## Written exercise
Copy every line of the material below, keeping each character the same.

## Extracted entries
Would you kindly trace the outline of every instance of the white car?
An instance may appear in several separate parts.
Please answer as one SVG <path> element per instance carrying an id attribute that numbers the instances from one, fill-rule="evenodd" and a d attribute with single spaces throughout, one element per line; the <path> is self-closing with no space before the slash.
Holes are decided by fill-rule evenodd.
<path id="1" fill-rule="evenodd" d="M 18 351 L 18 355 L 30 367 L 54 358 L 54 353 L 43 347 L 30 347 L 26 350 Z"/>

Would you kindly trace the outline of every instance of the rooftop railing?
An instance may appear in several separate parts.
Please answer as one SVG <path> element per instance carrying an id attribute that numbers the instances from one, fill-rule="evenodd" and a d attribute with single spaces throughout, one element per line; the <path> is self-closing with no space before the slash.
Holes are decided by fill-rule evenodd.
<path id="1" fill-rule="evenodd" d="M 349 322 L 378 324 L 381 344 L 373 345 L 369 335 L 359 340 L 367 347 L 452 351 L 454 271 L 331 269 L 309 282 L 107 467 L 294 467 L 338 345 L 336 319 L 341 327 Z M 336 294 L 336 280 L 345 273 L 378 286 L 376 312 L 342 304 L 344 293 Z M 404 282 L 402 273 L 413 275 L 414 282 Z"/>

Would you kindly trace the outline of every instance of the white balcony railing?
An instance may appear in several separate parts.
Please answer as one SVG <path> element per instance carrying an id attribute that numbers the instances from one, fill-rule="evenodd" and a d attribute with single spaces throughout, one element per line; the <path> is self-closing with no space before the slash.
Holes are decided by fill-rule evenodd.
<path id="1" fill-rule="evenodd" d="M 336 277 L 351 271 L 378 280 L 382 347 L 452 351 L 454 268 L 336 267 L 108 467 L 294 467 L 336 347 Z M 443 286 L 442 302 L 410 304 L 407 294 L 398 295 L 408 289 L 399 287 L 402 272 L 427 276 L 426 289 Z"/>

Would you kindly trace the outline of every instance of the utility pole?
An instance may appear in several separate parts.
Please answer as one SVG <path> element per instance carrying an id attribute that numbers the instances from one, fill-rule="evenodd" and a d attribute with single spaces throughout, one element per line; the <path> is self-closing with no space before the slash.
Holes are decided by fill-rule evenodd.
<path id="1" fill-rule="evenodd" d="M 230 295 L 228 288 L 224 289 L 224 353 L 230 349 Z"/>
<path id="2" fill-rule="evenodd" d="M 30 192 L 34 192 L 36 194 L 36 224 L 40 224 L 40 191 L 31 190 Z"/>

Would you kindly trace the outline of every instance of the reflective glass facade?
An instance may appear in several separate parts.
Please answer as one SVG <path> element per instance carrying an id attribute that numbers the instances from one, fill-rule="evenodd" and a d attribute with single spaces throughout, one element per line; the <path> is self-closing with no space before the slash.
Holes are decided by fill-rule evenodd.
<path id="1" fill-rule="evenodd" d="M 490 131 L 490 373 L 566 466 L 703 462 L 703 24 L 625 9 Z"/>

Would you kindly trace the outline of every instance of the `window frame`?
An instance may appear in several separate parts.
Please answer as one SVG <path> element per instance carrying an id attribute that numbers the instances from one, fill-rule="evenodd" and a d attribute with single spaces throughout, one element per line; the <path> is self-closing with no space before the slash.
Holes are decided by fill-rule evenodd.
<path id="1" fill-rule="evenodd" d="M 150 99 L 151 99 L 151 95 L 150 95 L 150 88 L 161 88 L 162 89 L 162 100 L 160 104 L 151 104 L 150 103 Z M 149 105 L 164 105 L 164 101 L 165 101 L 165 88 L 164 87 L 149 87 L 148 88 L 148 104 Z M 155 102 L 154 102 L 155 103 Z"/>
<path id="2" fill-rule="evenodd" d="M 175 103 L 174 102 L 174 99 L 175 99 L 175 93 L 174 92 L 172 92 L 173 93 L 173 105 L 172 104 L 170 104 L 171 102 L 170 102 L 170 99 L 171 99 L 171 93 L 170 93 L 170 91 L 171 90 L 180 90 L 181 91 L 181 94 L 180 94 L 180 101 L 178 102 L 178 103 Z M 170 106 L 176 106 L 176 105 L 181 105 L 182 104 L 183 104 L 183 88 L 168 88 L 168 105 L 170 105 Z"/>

## Worked solution
Would you kindly trace the outline of every instance of the white car?
An instance may appear in several separate parts.
Please answer as one SVG <path> element per instance carrying an id attribute that numbers the instances from one, fill-rule="evenodd" and a d attribute with single spaces throughout, one element per line; the <path> is self-closing with no space before the slash.
Holes are decided by fill-rule evenodd.
<path id="1" fill-rule="evenodd" d="M 18 351 L 18 355 L 30 367 L 54 358 L 54 353 L 43 347 L 30 347 L 26 350 Z"/>

Would you kindly trace the outline of every instance of the rooftop railing?
An instance may appear in several separate parts.
Please answer as one SVG <path> element per instance carrying an id attribute that numbers the instances from one, fill-rule="evenodd" and a d attribute with single spaces throughout, one element per line; the <path> is self-closing with no space before the slash.
Holes are decided by fill-rule evenodd.
<path id="1" fill-rule="evenodd" d="M 349 322 L 378 324 L 381 344 L 373 345 L 369 335 L 359 340 L 367 347 L 452 351 L 454 271 L 331 269 L 309 282 L 107 467 L 294 467 L 338 345 L 336 319 L 341 327 Z M 336 294 L 336 280 L 345 273 L 378 286 L 376 312 L 342 304 L 344 293 Z M 404 282 L 402 273 L 413 275 L 414 282 Z"/>

Would you kindly trace the outline of every instance of the white balcony railing?
An instance may appear in several separate parts.
Please answer as one SVG <path> element per instance carrying an id attribute that numbers the instances from one, fill-rule="evenodd" and a d attribute with single spaces throughout, one element per line; the <path> is self-closing with no space before the slash.
Holes are decided by fill-rule evenodd.
<path id="1" fill-rule="evenodd" d="M 336 277 L 351 271 L 378 280 L 382 347 L 452 351 L 454 268 L 336 267 L 108 467 L 294 467 L 336 347 Z M 443 286 L 442 302 L 410 304 L 407 294 L 398 295 L 408 289 L 399 287 L 402 272 L 427 276 L 426 289 Z"/>

Would you kindly trace the outline of every instance of the utility pole?
An instance may appear in several separate parts.
Please answer as one SVG <path> element per instance carrying an id attribute that numbers the instances from one, fill-rule="evenodd" and a d attribute with single spaces throughout, one element per line; the <path> is self-closing with no space before the slash.
Holes are decided by fill-rule evenodd.
<path id="1" fill-rule="evenodd" d="M 230 295 L 228 288 L 224 289 L 224 353 L 230 349 Z"/>
<path id="2" fill-rule="evenodd" d="M 30 192 L 34 192 L 36 194 L 36 224 L 40 224 L 40 191 L 31 190 Z"/>

Would you kindly trace the outline of every instance of the reflective glass facade?
An instance may appear in several separate parts.
Please answer as one SVG <path> element per instance carrying an id attribute that numbers the instances from one, fill-rule="evenodd" and a d attribute with single spaces throughout, one element per line; the <path> is self-closing with no space before the slash.
Holes are decided by fill-rule evenodd.
<path id="1" fill-rule="evenodd" d="M 490 131 L 490 373 L 566 466 L 703 462 L 703 24 L 625 9 Z"/>

Would you kindly trace the outline of every instance of the `window frame`?
An instance may appear in several separate parts.
Please answer as one SVG <path> element per instance carrying an id attribute that numbers the instances from one, fill-rule="evenodd" and a d attribute with single spaces throughout, one element per line; the <path> is self-closing with no space before the slash.
Holes are decided by fill-rule evenodd.
<path id="1" fill-rule="evenodd" d="M 150 99 L 151 99 L 151 95 L 150 95 L 150 88 L 161 88 L 162 89 L 162 100 L 160 104 L 151 104 L 150 103 Z M 149 105 L 164 105 L 164 101 L 165 101 L 165 88 L 164 87 L 149 87 L 148 88 L 148 104 Z M 155 102 L 154 102 L 155 103 Z"/>
<path id="2" fill-rule="evenodd" d="M 175 103 L 174 102 L 174 99 L 175 99 L 175 93 L 174 92 L 172 92 L 173 93 L 173 105 L 172 104 L 170 104 L 171 102 L 170 102 L 170 99 L 171 99 L 171 93 L 170 93 L 170 91 L 171 90 L 180 90 L 181 91 L 181 94 L 180 94 L 180 101 L 178 102 L 178 103 Z M 170 106 L 176 106 L 176 105 L 181 105 L 182 104 L 183 104 L 183 88 L 168 88 L 168 105 L 170 105 Z"/>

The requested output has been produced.